== TRY IT ==
Return every line of the listing that includes the string "below".

>>>

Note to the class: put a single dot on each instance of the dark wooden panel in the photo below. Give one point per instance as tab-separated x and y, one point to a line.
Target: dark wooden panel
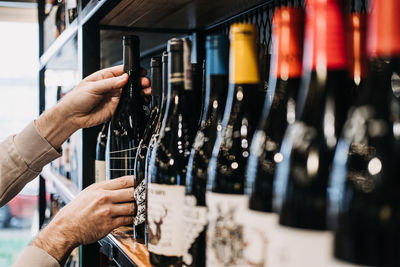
142	13
176	14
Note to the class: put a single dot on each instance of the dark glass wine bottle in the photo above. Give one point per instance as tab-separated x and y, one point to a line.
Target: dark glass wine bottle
140	161
196	103
302	238
364	186
129	120
225	197
100	161
166	188
195	212
161	118
278	113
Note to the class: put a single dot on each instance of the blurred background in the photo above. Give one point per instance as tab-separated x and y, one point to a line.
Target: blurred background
18	106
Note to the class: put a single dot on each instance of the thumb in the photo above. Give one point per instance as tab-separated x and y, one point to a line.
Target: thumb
104	86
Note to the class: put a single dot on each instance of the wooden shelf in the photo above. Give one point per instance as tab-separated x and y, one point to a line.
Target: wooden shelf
64	187
123	249
175	14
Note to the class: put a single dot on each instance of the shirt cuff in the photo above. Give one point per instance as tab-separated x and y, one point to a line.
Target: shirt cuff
35	150
35	257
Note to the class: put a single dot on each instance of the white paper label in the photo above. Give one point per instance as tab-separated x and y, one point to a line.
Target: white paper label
293	247
165	219
140	198
99	170
225	229
258	230
195	219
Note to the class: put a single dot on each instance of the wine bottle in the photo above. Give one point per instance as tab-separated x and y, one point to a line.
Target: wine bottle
140	161
129	120
150	157
363	190
225	197
278	113
197	102
72	10
192	104
100	161
166	188
357	51
195	212
302	237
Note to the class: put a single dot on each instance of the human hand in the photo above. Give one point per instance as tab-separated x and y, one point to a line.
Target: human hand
90	103
94	213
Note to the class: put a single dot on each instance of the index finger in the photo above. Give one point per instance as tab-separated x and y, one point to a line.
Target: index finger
106	73
119	183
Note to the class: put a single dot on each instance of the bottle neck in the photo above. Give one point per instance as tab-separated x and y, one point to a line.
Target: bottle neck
384	29
325	46
357	47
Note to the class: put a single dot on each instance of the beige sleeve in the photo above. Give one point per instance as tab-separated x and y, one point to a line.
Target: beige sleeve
22	158
35	257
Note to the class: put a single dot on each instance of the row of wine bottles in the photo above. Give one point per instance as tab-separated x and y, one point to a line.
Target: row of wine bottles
301	173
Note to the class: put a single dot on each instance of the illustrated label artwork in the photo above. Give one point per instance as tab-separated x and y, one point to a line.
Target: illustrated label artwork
225	229
258	234
140	198
165	219
99	170
122	162
195	219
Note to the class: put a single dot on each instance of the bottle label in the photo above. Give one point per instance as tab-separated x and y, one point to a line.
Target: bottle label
99	170
225	230
258	231
293	247
288	31
123	158
165	219
140	198
195	219
187	66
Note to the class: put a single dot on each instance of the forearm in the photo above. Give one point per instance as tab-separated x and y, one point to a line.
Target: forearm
55	126
21	159
56	239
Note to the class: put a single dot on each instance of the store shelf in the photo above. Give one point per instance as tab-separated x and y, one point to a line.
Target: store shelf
64	187
181	16
123	249
175	14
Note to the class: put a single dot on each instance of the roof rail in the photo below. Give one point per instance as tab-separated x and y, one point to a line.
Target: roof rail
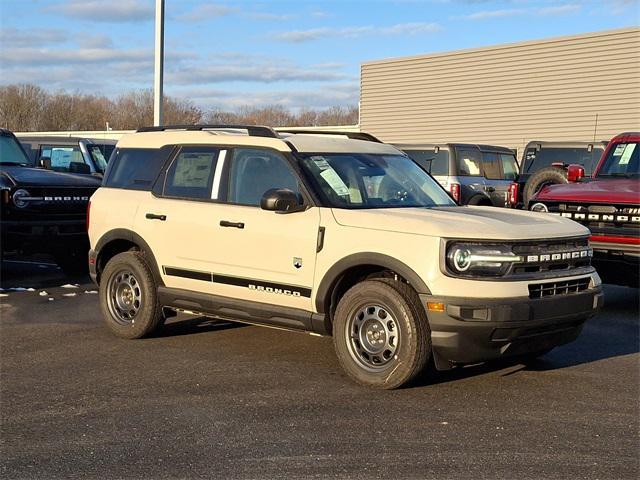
252	130
352	135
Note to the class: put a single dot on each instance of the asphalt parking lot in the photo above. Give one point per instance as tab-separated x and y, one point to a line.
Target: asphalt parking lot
207	399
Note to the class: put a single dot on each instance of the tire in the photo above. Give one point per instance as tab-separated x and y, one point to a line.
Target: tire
129	296
385	311
540	179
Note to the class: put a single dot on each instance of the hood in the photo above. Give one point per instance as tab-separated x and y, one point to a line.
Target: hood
463	222
39	177
610	190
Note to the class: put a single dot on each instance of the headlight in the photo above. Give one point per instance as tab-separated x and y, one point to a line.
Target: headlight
18	197
475	259
539	207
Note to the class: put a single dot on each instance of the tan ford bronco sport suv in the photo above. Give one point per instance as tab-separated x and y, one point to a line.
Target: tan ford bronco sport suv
333	236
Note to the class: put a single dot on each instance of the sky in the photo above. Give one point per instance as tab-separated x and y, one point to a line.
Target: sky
299	54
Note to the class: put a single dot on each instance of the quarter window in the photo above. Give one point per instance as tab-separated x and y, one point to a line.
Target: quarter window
469	162
254	171
192	172
491	166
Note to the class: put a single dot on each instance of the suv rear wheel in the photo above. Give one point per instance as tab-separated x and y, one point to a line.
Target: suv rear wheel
128	296
381	334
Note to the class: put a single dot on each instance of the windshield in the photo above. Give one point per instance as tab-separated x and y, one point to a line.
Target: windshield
538	159
100	155
621	161
358	180
11	153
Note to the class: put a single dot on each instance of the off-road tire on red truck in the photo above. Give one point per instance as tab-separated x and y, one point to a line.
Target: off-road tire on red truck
542	178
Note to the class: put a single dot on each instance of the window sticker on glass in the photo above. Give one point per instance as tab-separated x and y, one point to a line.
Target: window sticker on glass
334	181
628	151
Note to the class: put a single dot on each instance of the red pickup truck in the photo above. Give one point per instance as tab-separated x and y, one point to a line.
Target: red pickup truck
608	204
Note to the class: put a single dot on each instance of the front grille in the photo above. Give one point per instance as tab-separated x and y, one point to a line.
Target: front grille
550	289
551	256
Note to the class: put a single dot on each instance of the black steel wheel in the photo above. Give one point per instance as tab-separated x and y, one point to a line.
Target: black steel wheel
128	296
381	334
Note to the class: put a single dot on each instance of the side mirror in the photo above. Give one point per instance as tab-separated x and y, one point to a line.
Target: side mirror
575	173
78	167
280	200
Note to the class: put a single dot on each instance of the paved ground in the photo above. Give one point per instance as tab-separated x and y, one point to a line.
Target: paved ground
214	400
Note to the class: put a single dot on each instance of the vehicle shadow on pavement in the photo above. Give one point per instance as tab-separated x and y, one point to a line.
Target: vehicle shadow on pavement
176	327
614	332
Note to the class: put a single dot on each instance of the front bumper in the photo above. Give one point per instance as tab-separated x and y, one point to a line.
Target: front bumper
476	330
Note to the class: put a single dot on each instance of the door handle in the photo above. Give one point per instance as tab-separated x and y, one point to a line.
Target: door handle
226	223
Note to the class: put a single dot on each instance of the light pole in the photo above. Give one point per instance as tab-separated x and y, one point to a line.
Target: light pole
159	65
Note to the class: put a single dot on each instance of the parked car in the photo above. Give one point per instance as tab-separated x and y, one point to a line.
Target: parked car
332	236
546	163
609	204
69	154
472	174
43	211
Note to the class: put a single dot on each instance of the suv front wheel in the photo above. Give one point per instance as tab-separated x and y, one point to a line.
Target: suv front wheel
381	334
128	296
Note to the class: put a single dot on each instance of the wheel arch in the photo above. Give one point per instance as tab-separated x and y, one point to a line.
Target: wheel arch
121	240
359	265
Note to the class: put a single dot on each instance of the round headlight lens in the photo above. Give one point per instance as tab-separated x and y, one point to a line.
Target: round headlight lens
461	259
539	207
18	195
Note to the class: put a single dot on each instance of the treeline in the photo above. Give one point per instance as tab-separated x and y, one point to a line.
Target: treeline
25	108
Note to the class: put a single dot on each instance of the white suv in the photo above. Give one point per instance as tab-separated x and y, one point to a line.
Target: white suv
332	236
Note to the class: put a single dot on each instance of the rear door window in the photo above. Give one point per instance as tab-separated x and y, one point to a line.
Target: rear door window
63	157
437	164
192	172
134	168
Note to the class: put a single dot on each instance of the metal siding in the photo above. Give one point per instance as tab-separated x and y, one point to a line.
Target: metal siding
509	94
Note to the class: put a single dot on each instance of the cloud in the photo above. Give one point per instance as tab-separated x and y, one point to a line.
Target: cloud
259	73
12	37
205	12
512	12
106	11
329	95
300	36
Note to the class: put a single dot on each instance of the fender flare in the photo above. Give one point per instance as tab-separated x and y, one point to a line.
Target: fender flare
131	236
333	275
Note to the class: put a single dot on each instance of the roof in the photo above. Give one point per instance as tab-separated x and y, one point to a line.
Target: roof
566	144
408	146
63	140
308	142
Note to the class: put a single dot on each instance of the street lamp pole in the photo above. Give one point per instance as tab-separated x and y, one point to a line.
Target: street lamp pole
159	65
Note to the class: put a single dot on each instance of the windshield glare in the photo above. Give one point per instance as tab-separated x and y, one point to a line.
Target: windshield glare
10	152
372	181
622	160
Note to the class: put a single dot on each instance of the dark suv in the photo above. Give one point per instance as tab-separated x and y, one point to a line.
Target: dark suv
545	163
472	174
69	154
43	211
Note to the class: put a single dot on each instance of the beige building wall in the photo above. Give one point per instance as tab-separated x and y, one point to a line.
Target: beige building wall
508	94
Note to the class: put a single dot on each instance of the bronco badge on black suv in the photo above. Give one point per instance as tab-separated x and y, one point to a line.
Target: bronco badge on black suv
333	236
43	211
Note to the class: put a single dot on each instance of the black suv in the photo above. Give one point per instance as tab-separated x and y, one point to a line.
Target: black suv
43	211
69	154
545	163
472	174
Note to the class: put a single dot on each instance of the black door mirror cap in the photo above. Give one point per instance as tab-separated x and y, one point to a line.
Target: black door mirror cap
281	200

<<<

== YOUR SOLUTION ==
Note to the class: put a single dot on each instance of the dark wooden panel in the photo below. Give one point per instance as tab-separated x and y, one point to a line.
Note to the class: put a single dot on each instance of the roof rail in the photo below. Give one point per instance as tab-separated x and y, one point to a line.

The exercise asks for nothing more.